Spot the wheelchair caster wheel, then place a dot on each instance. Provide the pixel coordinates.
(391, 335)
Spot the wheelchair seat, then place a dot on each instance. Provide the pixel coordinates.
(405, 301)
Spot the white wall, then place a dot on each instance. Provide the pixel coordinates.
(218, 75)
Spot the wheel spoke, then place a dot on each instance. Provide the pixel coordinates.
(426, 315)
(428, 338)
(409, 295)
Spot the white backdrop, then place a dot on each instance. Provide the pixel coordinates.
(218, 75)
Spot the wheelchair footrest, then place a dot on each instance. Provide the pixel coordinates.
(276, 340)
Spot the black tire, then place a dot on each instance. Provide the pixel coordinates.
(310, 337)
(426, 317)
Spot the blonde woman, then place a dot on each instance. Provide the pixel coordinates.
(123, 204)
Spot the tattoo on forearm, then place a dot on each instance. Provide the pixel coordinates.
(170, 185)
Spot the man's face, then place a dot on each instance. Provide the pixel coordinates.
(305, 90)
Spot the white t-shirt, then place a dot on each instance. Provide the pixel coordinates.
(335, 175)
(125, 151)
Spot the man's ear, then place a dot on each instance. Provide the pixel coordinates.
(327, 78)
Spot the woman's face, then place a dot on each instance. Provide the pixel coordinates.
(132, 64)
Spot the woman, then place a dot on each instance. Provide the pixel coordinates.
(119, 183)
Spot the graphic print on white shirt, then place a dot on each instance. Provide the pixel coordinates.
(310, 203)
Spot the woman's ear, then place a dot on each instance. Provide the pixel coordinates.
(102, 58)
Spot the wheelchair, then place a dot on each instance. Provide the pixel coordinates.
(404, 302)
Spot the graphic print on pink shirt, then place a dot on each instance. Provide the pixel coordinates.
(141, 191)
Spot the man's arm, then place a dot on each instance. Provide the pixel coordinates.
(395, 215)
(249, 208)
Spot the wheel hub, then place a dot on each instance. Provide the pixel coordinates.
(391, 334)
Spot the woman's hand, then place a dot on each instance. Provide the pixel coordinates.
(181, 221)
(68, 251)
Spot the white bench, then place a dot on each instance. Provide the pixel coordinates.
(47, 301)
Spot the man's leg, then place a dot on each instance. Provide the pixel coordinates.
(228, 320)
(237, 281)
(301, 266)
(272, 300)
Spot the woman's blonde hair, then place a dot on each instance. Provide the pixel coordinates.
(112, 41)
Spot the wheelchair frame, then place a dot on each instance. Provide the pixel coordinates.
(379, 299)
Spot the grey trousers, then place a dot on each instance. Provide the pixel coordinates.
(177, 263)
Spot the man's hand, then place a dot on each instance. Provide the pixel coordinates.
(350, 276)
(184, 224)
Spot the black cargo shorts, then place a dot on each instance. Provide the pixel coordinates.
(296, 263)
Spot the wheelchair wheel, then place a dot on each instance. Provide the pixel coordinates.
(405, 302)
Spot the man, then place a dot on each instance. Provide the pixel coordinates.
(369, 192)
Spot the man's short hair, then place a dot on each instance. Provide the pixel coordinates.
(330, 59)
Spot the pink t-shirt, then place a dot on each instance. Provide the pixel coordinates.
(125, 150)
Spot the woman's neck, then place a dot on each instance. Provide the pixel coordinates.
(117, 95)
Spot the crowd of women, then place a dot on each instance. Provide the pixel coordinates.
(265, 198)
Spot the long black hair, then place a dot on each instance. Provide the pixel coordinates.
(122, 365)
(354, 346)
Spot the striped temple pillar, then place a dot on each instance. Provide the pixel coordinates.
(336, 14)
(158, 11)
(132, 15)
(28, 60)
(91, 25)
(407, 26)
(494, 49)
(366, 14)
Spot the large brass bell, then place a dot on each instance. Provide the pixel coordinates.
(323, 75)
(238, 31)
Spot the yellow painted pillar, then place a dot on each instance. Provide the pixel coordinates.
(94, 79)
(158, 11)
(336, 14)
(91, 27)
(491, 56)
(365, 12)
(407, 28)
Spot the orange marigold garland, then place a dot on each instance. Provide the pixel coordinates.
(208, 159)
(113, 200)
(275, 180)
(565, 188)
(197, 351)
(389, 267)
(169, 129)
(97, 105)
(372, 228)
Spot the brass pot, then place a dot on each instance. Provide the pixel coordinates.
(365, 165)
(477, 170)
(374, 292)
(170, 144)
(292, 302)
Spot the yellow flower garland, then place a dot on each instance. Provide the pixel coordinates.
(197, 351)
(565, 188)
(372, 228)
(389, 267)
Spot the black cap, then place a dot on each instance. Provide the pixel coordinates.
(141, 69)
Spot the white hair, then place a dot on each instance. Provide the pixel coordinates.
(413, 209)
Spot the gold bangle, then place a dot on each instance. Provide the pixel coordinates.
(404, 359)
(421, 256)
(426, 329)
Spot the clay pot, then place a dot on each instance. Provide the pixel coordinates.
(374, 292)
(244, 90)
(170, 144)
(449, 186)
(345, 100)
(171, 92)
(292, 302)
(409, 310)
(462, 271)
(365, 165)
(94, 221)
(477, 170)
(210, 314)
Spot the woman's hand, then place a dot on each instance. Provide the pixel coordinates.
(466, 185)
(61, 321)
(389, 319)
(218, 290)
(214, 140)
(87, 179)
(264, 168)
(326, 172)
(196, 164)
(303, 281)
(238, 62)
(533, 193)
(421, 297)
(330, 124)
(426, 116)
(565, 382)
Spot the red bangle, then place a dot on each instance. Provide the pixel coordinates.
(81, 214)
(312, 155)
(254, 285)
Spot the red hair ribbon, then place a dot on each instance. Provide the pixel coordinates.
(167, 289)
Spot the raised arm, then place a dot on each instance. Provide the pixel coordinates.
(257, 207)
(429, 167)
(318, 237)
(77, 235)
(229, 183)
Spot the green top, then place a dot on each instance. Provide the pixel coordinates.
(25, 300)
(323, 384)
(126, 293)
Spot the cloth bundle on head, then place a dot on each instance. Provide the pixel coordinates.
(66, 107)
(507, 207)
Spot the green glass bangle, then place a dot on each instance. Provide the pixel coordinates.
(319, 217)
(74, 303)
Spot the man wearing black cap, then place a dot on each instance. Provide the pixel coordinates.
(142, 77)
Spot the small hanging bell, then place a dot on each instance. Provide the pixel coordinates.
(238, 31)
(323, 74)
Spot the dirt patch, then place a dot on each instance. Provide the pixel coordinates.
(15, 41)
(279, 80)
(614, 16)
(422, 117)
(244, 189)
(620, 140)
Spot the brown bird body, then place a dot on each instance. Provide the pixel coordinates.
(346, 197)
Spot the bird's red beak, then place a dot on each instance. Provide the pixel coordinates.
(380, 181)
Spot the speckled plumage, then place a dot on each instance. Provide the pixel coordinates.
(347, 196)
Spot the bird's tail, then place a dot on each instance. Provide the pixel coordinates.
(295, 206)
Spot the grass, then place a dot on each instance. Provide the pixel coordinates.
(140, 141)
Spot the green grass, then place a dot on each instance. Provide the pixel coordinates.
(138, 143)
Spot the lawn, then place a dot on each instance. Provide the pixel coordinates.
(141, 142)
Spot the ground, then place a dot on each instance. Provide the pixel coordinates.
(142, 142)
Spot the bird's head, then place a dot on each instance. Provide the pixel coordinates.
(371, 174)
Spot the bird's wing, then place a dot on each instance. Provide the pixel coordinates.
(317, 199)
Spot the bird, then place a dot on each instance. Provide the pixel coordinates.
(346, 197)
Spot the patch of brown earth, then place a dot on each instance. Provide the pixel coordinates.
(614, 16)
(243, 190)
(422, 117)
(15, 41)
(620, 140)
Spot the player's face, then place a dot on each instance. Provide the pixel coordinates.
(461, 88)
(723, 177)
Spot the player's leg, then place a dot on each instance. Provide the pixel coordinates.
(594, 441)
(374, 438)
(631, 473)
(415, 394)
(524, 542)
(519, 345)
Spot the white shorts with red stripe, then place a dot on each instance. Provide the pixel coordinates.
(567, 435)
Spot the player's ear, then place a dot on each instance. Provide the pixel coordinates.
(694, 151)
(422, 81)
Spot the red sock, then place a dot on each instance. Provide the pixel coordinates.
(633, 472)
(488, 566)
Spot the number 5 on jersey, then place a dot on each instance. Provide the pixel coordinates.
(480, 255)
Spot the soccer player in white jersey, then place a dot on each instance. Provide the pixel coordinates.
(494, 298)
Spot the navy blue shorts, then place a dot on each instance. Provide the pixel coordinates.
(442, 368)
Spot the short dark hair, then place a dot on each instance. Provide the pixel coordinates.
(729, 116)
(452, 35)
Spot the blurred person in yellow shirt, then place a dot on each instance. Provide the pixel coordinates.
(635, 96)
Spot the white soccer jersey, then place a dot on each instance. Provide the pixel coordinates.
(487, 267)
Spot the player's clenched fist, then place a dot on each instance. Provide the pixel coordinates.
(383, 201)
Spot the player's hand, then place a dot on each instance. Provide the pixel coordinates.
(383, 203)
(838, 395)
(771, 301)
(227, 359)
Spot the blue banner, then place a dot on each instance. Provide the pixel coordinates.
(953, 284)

● ● ● ●

== PROBLEM TO WORK ON ==
Return, word for word, every line from the line with "Spot the player's leg, then" to the final line of the data.

== WRITTEN ANSWER ==
Spot the player's leg, then place a dot on each instance. Provide the pixel coordinates.
(594, 441)
(374, 438)
(631, 473)
(415, 394)
(524, 542)
(519, 345)
Spot the white shorts with red stripe, then place a dot on each instance. Provide the pixel coordinates.
(567, 435)
Spot the player's ear, then place a dot on each instance. Provide the pixel coordinates.
(694, 151)
(422, 81)
Spot the red sock, then place a dot on each instance. Provide the pixel coordinates.
(633, 472)
(488, 566)
Spot the number 5 on jersey, then place a dot on each instance. Provide the pixel coordinates.
(480, 255)
Spot the soccer player in white jersey, then place a dot on each instance. Provide the pixel coordinates.
(494, 298)
Spot the navy blue shorts, then place a dot on each instance. Provide the pixel coordinates.
(442, 368)
Spot the short dark hair, then place a dot on each instance. Provide the pixel coordinates.
(729, 116)
(452, 35)
Spot the blurred person in yellow shirt, then place a dot on each instance. Provide the pixel coordinates.
(635, 96)
Spot the white soccer jersey, then place a dot on each instance. Provide the pixel coordinates.
(487, 267)
Spot the player's clenched fist, then place a dot on each instance. Provide the pixel coordinates.
(383, 201)
Spot the player's hand, then place a dot on each instance. Provide the pixel coordinates.
(383, 203)
(838, 395)
(771, 301)
(227, 359)
Spot the blue banner, then place a dot on each instance. Provide the pixel coordinates.
(953, 284)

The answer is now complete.